▶ [DOCUMENT TEXT]:

-------------------------

The thesis commences with an investigation into the morphology of the drainage
system of the lower 14 km of Leverett Glacier. This is undertaken using a variety of
field methods, including dye tracing and the monitoring of proglacial discharge,
englacial water levels, surface melt rates and glacier motion. The data reveal that the
drainage system of the glacier closely resembles that of alpine glaciers, undergoing an
evolution from distributed to channelised drainage morphologies as the melt season
progresses. Another aspect of the field data, the suspended sediment load evacuated
from the subglacial system in the emerging proglacial river, is then examined to
investigate the impact that this drainage system morphology has on the interaction
between the glacier and the underlying bedrock or substrate. This demonstrates that
the presence of large, efficient subglacial drainage channels allows for the removal of
vast quantities of basal debris during much of the melt season, facilitating an erosion
rate 1-2 orders of magnitude greater than previously proposed for ice sheet settings.
The thesis then focuses on the relationship between discharge, water pressure and ice
motion. Observations from Greenlandic and alpine glaciers demonstrate that glaciers
generally decelerate through the melt season following a maximum velocity induced
by the onset of melt in the spring. The data indicate that the evolution of the drainage
system from a distributed to a channelised morphology occurs rapidly and so can only
explain this trend in ice velocity during the early part of the melt season. Beyond this
period, ice velocity patterns can instead be explained primarily by transient
fluctuations in water pressure within the channelised drainage system. These transient
pressure fluctuations result from the lag between changes to the rate of meltwater
input to the glacier and the subsequent adjustment of channel cross section. This
indicates that it is crucial to consider temporal variability in melt rate when seeking to
link climate with the dynamics of ice sheets and glaciers. This process can be
simulated, which is demonstrated by using the proglacial discharge record to model
subglacial water pressure and ice velocity.
In the following chapter, this model is built upon by considering how these variations
in water pressure, originating in discrete subglacial channels, control sliding velocities
across large areas of the glacier. Detailed examination of high-resolution ice velocity
records from Leverett Glacier reveals that, in keeping with theory, horizontal ice
velocity is dependent on both the volume of subglacial cavities and the rate-of-change
of this volume. A simple model of subglacial water movement is then used to
demonstrate how these changes in the cavity system could be driven by the pressure
fluctuations predicted within the channelised drainage system. This enables a system
scale model of glacier hydrology to be developed, which is presented in the final
chapter, linking variations in surface melt rate to channel pressure, cavity volume and
ultimately ice motion.
In summary, this research has helped to illuminate the morphology and functioning of
the drainage system of Leverett Glacier. This has improved our understanding of how
hydrology influences both the motion of the Greenland Ice Sheet and its impact on the
underlying topography, and enabled better prediction of how these processes are
influenced by changes in climate.

-------------------------

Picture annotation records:

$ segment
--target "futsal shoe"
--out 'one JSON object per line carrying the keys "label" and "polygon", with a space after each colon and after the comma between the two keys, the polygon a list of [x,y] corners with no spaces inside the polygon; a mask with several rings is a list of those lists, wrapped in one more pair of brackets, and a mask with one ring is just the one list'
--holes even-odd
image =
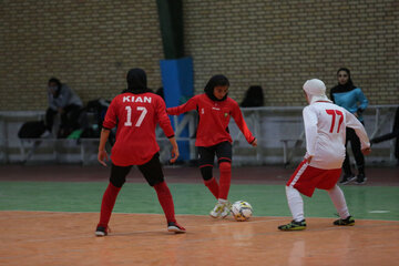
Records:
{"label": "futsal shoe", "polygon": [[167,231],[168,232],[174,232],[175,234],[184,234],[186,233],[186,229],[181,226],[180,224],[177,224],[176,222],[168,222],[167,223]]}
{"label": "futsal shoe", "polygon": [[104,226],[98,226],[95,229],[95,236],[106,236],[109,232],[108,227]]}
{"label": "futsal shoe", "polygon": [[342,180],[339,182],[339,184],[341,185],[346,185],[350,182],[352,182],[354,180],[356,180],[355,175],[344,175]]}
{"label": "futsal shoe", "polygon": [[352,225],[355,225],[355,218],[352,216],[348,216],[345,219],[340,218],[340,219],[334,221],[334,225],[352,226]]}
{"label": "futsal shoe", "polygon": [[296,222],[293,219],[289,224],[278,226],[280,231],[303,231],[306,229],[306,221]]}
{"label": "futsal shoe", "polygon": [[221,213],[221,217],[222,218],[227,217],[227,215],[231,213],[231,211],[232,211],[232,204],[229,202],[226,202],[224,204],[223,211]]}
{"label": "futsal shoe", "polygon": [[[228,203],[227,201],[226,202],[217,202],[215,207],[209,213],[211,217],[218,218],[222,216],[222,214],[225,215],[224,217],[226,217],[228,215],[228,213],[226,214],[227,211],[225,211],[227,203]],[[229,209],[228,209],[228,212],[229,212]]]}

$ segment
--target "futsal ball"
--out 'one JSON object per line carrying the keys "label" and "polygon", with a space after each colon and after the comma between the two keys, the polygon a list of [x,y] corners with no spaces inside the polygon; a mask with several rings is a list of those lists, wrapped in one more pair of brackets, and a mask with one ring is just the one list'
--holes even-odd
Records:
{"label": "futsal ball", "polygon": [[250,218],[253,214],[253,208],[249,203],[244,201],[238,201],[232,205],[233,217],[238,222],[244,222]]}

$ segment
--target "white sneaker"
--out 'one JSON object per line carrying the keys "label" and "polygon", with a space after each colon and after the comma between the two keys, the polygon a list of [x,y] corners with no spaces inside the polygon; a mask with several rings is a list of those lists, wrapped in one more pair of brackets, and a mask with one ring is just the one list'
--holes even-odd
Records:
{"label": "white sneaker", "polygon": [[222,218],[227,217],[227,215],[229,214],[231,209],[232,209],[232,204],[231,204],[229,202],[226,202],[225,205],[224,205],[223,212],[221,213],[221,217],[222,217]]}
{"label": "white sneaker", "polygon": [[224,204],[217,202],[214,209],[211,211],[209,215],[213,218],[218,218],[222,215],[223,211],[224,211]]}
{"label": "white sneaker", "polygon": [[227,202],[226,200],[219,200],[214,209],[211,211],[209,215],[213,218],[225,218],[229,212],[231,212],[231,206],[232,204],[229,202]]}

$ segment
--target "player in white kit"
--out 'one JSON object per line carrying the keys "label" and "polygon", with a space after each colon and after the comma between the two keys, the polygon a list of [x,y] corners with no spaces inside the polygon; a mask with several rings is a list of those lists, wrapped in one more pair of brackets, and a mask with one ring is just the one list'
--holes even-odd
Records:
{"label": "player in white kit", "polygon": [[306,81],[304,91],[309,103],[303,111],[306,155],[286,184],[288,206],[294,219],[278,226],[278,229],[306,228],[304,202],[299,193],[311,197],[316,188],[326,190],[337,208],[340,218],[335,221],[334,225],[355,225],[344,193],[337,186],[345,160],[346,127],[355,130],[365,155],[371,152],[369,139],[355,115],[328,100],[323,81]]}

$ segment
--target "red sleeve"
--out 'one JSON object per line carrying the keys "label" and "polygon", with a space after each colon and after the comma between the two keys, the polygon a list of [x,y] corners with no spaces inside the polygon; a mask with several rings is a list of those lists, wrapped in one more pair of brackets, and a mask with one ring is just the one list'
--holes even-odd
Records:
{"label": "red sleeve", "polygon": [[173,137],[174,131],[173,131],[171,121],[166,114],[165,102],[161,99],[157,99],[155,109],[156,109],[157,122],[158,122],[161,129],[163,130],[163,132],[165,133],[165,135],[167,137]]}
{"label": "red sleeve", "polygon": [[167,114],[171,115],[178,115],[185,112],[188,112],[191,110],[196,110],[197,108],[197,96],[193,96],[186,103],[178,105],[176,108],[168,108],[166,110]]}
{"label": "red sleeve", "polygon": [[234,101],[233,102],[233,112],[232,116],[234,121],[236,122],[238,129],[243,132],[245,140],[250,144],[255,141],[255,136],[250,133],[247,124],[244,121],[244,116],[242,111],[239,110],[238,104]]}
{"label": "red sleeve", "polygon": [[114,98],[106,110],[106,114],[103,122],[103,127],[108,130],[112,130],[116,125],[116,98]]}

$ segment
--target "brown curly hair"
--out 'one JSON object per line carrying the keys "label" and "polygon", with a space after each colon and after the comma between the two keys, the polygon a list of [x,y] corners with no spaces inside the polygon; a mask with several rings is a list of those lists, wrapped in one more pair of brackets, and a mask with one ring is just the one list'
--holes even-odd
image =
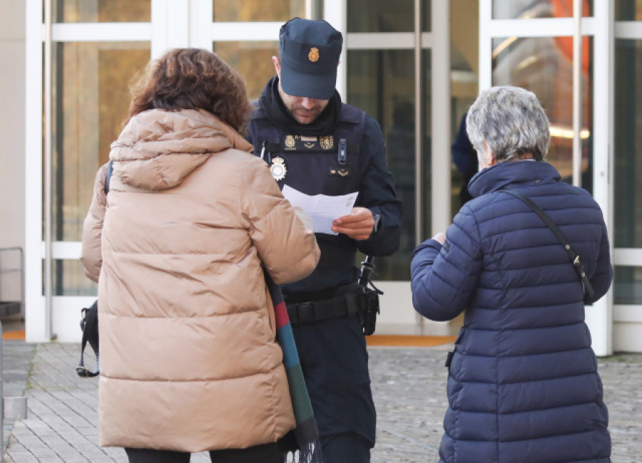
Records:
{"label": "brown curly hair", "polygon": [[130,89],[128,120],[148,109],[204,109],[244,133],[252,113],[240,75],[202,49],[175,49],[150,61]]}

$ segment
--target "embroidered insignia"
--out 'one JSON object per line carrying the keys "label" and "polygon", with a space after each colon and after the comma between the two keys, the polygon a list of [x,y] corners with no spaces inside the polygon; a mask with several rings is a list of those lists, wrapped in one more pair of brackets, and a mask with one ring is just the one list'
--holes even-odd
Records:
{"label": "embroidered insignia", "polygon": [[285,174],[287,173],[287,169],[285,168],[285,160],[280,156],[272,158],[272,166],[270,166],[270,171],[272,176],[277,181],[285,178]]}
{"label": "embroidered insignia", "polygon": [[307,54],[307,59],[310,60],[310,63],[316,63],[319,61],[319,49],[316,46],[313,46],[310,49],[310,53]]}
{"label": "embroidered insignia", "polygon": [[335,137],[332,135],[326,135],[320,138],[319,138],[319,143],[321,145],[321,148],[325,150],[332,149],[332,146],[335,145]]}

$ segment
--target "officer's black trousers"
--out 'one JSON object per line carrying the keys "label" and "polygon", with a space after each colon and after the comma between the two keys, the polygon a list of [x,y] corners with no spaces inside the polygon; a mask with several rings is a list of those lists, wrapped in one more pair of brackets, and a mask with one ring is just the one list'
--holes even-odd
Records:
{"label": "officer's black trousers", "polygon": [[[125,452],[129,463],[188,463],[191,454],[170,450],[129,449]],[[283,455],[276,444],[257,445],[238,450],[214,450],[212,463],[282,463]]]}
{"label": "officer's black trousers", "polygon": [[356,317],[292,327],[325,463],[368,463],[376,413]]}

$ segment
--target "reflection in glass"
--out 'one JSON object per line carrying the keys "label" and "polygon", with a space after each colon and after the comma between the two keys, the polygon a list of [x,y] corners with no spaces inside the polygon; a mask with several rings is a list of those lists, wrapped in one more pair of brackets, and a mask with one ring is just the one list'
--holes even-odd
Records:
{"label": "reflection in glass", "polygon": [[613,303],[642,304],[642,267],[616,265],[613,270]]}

-------------------------

▶ [WHAT YOU NEED TO DO]:
a) Echo the Leverett Glacier summary word for word, starting at "In summary, this" and ending at "changes in climate.".
b) Which field methods does the Leverett Glacier summary name for investigating the drainage system? List every one.
c) According to the Leverett Glacier summary, how much greater is the erosion rate than the rate previously proposed for ice sheet settings?

▶ [SOLUTION LIST]:
a)
In summary, this research has helped to illuminate the morphology and functioning of
the drainage system of Leverett Glacier. This has improved our understanding of how
hydrology influences both the motion of the Greenland Ice Sheet and its impact on the
underlying topography, and enabled better prediction of how these processes are
influenced by changes in climate.

b)
- Dye tracing
- Monitoring of proglacial discharge
- Monitoring of englacial water levels
- Monitoring of surface melt rates
- Monitoring of glacier motion

c) It is 1-2 orders of magnitude greater.